### What is needed
Write out exactly the line containing "Drop a point on each instance of the wood stick." along with each line that follows it in the records below, and no others.

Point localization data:
════════
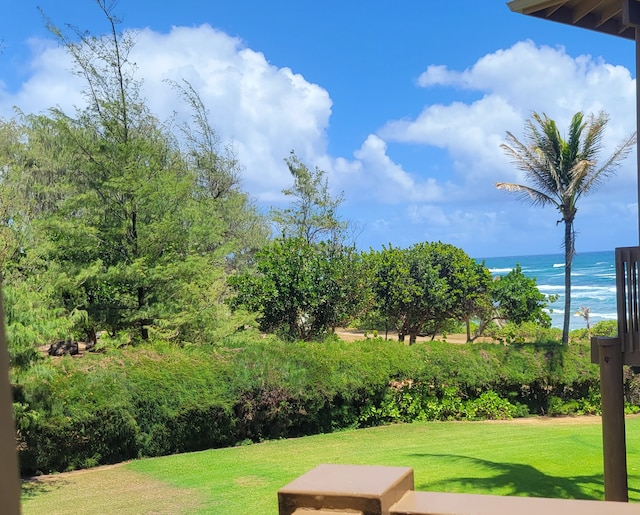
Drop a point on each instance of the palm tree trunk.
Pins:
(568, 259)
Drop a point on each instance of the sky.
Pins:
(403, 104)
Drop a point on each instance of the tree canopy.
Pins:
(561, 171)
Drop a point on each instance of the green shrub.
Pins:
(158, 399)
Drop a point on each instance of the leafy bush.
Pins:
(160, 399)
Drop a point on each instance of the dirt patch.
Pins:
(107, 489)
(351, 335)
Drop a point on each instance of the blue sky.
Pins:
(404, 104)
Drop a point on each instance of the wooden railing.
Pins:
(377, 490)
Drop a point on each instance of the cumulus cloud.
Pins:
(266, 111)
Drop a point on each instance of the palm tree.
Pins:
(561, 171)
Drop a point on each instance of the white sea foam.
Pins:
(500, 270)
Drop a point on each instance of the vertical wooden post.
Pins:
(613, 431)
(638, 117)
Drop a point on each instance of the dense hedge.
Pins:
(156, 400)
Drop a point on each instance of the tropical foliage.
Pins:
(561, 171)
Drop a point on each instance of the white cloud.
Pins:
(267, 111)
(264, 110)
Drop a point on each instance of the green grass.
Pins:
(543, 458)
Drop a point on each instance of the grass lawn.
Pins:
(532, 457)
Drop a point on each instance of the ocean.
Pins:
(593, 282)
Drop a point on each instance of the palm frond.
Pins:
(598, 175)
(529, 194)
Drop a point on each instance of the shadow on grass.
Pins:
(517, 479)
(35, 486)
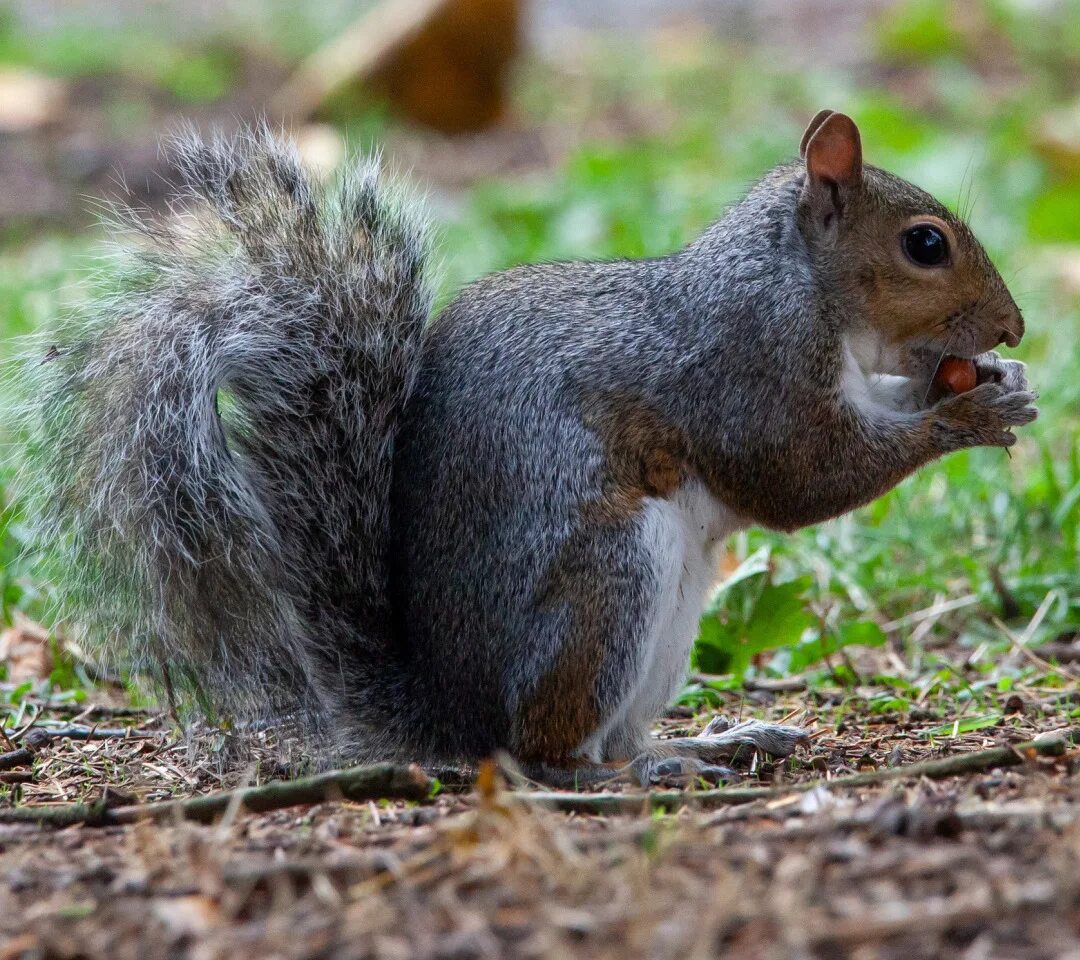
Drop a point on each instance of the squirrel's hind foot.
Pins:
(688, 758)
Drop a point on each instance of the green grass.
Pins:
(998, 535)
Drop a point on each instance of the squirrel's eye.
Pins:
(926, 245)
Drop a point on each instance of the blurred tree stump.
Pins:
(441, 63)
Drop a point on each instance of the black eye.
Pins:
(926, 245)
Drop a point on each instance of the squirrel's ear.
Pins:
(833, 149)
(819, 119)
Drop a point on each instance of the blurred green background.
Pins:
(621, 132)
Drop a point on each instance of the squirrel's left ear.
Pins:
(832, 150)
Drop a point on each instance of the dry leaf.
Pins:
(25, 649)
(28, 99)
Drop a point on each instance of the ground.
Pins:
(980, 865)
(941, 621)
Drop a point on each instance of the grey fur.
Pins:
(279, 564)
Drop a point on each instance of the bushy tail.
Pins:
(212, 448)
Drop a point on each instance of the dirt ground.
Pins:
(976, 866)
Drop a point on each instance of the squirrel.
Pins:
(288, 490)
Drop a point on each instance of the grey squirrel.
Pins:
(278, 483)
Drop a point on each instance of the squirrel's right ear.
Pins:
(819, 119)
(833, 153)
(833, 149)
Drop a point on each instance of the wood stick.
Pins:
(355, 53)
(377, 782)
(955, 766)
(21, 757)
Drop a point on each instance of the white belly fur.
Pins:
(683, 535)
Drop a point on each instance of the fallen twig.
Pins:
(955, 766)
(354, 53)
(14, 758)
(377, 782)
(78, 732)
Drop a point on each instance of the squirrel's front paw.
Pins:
════════
### Solved problem
Drop a point on each instance of the wood stick.
Pins:
(355, 53)
(377, 782)
(955, 766)
(21, 757)
Drop a point on each instance of the white belly fur.
Pins:
(683, 535)
Drop a point on each instance of the fallen twig.
Pins:
(955, 766)
(354, 53)
(14, 758)
(377, 782)
(78, 732)
Drop a point on each instance of the squirrel's front paw.
Pins:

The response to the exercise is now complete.